> _Lavoro da svolgere_
1 - Riporta il passo del brano da "Eccoci nei giorni" a "presidente Giorgio Napolitano.", sostituendo "Ferragosto" con "metà agosto".
2 - Rispondi a queste domande sul brano, indicando ogni risposta con la lettera corrispondente:
(a) Quanti bersaglieri comandava il tenente colonnello Pier Eleonoro Negri?
(b) In quale provincia si trova Pontelandolfo?
(c) Chi spedì un messaggio di ricordo?
3 - Queste affermazioni concordano con il brano? Per ciascuna rispondi sì o no e cita esattamente le parole del brano che lo stabiliscono.
(a) Pontelandolfo si è dichiarata per delibera martire dell'unità d'Italia.
(b) Pier Eleonoro Negri era napoletano.
(c) Giuliano Amato chiese scusa a nome di tutta l'Italia.

> _Brano da leggere_
◆ ◆ ◆

14 agosto 1861: l’eccidio di Pontelandolfo e i conti difficili con la nostra storia

L’estratto di un interessantissimo articolo di Gigi di Fiore di un anno fa (del quale ne approfitto per consigliare “Gli ultimi giorni di Gaeta”), sull’anniversario della strage di Pontelandolfo.

“Giustizia è fatta su Pontelandolfo e Casalduni, esse bruciano ancora”, telegrafò il tenente colonnello Pier Eleonoro Negri, vicentino al comando dei 400 bersaglieri che nella notte irruppero nel paese. Diritto di rappresaglia, in una zona dove non c’era guerra dichiarata, Era in corso, però, il più sanguinoso conflitto civile della storia unitaria: le rivolte contadine bollate come brigantaggio.

Eccoci nei giorni di Ferragosto. Un anniversario particolare, per la storia dei primi anni di unità d’Italia. 14 agosto 1861: l’eccidio di Pontelandolfo. La cittadina, in provincia di Benevento, si è dichiarata per delibera “martire dell’unità d’Italia”. Quando, in occasione delle celebrazioni per i 150 anni di unità, a Pontelandolfo arrivò Giuliano Amato nella sua veste di presidente del comitato per l’anniversario, chiese scusa a nome dell’Italia intera. E un messaggio di ricordo venne spedito anche dal presidente Giorgio Napolitano.

◆ ◆ ◆

> _Dati forniti_

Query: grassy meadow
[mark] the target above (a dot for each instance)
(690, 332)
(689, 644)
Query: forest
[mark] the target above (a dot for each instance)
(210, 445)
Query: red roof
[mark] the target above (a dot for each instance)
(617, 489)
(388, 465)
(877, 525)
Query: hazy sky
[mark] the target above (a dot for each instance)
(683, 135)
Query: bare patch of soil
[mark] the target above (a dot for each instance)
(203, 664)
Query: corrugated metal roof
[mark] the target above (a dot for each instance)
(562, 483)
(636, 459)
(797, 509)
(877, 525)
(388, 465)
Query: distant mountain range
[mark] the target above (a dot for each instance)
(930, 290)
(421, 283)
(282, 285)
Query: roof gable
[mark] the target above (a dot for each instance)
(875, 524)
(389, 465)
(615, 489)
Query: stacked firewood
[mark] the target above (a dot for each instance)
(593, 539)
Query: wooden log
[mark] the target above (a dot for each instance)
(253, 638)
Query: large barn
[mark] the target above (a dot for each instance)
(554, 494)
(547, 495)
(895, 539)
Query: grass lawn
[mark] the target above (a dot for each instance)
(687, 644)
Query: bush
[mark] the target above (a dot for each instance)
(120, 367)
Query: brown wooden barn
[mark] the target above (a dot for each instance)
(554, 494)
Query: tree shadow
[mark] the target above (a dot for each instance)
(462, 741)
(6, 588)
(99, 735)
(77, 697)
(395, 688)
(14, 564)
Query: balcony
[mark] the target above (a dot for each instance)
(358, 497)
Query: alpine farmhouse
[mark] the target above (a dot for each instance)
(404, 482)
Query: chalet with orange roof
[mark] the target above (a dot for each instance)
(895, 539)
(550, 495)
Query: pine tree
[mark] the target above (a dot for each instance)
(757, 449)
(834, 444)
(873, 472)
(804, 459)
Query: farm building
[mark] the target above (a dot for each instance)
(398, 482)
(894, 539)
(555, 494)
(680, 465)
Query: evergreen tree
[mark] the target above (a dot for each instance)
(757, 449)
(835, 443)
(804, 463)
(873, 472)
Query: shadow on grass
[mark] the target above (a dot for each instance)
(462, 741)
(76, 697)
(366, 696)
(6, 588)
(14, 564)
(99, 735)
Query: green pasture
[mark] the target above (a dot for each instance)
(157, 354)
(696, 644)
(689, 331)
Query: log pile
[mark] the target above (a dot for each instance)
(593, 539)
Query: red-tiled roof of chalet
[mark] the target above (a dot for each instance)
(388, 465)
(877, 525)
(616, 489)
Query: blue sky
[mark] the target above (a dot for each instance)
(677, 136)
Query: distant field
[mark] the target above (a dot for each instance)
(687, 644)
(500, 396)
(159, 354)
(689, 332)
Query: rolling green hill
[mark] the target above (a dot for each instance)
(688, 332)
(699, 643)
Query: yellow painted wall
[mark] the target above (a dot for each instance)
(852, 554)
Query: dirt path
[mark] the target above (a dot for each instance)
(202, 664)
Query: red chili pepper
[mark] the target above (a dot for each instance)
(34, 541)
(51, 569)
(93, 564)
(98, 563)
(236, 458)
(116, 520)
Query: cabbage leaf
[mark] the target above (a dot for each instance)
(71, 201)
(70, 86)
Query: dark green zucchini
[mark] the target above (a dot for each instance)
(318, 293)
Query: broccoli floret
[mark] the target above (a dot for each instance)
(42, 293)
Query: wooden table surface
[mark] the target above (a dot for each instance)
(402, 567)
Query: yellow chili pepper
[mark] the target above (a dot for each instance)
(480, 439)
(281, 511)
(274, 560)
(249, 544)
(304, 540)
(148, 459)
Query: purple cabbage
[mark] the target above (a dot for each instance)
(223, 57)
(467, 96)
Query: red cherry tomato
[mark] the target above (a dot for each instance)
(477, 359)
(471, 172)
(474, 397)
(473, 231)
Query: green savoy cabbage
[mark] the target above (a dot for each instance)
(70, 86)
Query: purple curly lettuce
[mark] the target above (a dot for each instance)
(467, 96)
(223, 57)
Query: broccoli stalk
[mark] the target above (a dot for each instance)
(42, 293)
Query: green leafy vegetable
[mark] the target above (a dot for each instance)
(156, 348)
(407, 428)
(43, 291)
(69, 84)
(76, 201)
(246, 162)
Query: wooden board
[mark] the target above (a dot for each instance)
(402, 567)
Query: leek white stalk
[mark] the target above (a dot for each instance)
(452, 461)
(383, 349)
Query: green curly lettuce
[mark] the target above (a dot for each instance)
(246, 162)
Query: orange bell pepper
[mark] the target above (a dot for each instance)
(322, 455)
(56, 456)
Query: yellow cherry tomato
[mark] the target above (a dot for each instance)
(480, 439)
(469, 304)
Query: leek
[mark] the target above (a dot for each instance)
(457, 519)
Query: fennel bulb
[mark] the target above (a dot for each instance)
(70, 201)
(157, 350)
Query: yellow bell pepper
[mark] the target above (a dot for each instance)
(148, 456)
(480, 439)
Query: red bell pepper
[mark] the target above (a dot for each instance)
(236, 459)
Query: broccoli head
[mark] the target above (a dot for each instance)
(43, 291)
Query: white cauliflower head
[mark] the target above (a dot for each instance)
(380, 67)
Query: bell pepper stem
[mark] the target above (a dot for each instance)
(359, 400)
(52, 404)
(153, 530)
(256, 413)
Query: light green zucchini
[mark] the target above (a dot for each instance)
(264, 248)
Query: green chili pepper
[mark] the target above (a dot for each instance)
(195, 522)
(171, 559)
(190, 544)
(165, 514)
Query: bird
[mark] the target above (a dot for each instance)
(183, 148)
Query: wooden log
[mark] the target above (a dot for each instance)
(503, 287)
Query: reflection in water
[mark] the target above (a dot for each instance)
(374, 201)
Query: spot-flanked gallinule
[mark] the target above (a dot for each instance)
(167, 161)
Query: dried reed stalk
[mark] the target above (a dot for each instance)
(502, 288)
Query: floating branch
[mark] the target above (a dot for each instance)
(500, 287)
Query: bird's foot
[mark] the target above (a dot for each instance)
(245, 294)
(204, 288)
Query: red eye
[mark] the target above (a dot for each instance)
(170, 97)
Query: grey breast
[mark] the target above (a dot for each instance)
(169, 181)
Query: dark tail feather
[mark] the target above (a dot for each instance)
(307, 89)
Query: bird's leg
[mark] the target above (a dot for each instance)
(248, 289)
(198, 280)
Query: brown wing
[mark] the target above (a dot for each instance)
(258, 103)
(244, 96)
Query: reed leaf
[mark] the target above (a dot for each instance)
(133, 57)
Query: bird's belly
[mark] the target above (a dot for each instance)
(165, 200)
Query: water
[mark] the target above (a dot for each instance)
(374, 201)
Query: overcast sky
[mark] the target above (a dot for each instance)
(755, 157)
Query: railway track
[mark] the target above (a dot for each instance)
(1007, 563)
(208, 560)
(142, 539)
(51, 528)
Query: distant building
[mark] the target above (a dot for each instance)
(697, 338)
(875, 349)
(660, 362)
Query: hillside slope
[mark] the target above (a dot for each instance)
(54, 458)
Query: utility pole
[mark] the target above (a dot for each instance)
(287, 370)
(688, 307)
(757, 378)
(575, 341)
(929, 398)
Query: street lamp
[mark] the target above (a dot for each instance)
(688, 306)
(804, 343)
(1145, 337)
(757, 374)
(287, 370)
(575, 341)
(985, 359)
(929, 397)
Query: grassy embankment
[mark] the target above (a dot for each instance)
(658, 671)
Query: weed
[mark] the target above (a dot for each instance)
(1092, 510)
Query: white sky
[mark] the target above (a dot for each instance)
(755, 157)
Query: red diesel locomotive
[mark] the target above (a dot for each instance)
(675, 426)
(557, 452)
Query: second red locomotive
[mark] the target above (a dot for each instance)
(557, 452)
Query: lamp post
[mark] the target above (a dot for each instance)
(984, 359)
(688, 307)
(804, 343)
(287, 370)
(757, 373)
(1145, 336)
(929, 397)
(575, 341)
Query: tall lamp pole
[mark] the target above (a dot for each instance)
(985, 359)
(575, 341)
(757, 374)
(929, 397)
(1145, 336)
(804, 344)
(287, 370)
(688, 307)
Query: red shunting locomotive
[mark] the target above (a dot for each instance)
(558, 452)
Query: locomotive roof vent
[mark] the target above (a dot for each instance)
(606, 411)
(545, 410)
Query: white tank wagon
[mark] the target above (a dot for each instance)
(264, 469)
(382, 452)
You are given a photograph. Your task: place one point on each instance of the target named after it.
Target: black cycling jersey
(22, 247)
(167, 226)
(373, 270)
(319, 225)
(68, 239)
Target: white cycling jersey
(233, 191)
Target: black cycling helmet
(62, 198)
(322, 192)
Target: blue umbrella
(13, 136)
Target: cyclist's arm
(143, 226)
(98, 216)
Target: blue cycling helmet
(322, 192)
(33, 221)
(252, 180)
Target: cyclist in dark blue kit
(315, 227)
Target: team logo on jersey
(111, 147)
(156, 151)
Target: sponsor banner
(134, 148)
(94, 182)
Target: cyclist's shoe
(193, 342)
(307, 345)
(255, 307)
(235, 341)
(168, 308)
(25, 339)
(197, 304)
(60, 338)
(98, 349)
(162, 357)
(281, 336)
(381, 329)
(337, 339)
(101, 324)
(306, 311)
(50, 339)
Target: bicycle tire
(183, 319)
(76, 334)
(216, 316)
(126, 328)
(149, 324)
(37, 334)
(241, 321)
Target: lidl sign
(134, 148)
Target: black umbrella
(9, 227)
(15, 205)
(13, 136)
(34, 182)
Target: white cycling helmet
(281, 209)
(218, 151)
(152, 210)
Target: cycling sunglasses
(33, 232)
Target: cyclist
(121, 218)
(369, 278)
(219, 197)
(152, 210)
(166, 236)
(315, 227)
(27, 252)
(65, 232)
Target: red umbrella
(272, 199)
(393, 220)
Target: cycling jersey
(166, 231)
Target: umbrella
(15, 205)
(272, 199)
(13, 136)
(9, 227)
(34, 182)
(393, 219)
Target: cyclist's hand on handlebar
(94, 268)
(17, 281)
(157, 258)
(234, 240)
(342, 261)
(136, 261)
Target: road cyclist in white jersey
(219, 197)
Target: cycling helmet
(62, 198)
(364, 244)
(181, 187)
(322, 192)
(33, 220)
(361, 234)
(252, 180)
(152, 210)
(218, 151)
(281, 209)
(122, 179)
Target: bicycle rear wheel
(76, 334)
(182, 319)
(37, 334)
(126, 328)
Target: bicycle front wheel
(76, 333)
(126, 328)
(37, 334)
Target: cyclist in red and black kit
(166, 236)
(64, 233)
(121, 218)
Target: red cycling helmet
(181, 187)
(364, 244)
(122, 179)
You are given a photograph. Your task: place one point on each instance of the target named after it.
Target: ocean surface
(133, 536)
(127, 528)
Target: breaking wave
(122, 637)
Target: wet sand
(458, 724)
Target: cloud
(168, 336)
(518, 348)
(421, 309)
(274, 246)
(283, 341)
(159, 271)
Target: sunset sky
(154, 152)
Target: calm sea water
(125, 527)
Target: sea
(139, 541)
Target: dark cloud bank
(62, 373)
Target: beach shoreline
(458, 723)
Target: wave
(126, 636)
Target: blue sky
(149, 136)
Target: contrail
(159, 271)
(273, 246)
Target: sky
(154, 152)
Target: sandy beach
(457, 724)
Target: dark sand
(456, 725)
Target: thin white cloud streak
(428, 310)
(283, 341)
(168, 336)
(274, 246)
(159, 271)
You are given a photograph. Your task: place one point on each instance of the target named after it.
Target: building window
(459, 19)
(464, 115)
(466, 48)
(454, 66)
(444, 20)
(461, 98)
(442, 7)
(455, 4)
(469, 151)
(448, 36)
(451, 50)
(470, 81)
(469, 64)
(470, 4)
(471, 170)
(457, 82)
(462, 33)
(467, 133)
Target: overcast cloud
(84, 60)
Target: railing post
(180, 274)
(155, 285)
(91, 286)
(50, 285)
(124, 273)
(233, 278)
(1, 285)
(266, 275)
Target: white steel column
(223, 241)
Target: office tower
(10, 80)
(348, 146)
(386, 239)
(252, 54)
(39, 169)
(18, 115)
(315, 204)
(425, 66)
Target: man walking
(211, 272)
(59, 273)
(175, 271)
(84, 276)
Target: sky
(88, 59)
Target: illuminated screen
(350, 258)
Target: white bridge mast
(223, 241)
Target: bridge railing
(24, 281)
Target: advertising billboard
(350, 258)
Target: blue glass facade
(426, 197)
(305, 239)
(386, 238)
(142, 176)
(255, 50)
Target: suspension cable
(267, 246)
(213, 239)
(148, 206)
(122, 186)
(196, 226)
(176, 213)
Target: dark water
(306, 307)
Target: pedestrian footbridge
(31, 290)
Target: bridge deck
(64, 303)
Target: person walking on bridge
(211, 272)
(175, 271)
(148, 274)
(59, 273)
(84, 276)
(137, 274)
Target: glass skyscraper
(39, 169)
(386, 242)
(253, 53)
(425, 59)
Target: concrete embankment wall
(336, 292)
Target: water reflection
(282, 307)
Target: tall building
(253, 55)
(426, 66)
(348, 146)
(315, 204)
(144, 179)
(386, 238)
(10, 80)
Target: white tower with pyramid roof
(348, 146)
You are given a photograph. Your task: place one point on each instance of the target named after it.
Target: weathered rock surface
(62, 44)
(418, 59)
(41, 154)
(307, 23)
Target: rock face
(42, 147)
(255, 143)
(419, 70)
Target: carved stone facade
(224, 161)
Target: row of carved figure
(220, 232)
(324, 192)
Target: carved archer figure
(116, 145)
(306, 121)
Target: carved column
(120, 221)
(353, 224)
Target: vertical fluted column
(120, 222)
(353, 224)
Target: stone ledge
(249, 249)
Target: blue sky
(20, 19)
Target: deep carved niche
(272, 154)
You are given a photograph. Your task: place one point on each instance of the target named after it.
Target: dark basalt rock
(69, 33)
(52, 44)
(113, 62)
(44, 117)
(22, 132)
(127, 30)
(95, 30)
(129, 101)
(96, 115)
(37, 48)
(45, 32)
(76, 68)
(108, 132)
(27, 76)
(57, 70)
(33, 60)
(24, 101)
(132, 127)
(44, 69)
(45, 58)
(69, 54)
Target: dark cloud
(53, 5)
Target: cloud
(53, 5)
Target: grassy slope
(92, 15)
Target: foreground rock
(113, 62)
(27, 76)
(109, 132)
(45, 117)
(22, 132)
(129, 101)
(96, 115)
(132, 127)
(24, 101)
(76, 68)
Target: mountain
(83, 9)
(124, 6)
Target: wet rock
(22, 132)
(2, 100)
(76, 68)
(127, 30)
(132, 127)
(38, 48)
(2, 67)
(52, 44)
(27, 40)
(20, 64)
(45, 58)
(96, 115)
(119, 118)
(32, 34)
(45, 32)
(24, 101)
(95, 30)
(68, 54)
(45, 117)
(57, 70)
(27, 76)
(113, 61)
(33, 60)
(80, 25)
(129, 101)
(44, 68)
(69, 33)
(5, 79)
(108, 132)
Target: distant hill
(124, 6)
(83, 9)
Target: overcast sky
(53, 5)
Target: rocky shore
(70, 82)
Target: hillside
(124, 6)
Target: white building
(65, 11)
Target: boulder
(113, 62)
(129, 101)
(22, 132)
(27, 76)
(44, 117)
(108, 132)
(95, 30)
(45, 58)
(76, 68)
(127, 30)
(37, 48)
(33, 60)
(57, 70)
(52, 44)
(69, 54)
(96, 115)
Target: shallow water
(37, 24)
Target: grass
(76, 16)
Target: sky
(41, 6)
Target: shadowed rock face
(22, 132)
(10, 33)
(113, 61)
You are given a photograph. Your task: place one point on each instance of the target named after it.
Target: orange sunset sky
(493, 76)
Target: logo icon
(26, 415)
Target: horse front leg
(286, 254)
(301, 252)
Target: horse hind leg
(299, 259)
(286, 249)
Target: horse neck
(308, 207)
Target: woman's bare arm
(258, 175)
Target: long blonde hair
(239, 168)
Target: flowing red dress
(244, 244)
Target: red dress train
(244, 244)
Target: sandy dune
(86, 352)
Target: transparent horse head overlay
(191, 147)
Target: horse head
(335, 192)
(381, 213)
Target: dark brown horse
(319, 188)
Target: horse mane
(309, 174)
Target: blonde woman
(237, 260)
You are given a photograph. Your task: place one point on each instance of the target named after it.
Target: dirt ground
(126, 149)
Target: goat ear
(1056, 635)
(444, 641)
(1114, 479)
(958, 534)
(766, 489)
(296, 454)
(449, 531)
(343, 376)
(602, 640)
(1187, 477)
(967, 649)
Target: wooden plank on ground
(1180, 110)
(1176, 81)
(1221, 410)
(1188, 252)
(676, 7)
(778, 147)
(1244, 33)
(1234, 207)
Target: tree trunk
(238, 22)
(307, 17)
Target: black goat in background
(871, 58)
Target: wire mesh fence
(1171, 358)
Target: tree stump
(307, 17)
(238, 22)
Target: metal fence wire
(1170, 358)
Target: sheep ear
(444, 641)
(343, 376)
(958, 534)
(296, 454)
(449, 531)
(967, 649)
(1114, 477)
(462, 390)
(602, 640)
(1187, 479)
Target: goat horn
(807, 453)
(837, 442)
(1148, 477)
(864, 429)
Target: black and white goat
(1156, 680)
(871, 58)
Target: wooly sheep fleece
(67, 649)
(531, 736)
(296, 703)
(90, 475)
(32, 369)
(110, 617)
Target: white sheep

◆ ◆ ◆

> _Soluzioni_
1 -
Eccoci nei giorni di metà agosto. Un anniversario particolare, per la storia dei primi anni di unità d’Italia. 14 agosto 1861: l’eccidio di Pontelandolfo. La cittadina, in provincia di Benevento, si è dichiarata per delibera “martire dell’unità d’Italia”. Quando, in occasione delle celebrazioni per i 150 anni di unità, a Pontelandolfo arrivò Giuliano Amato nella sua veste di presidente del comitato per l’anniversario, chiese scusa a nome dell’Italia intera. E un messaggio di ricordo venne spedito anche dal presidente Giorgio Napolitano.

2 -
(a) 400
(b) Benevento
(c) Il presidente Giorgio Napolitano

3 -
(a) Sì: «si è dichiarata per delibera “martire dell’unità d’Italia”»
(b) No: «vicentino al comando dei 400 bersaglieri»
(c) Sì: «chiese scusa a nome dell’Italia intera»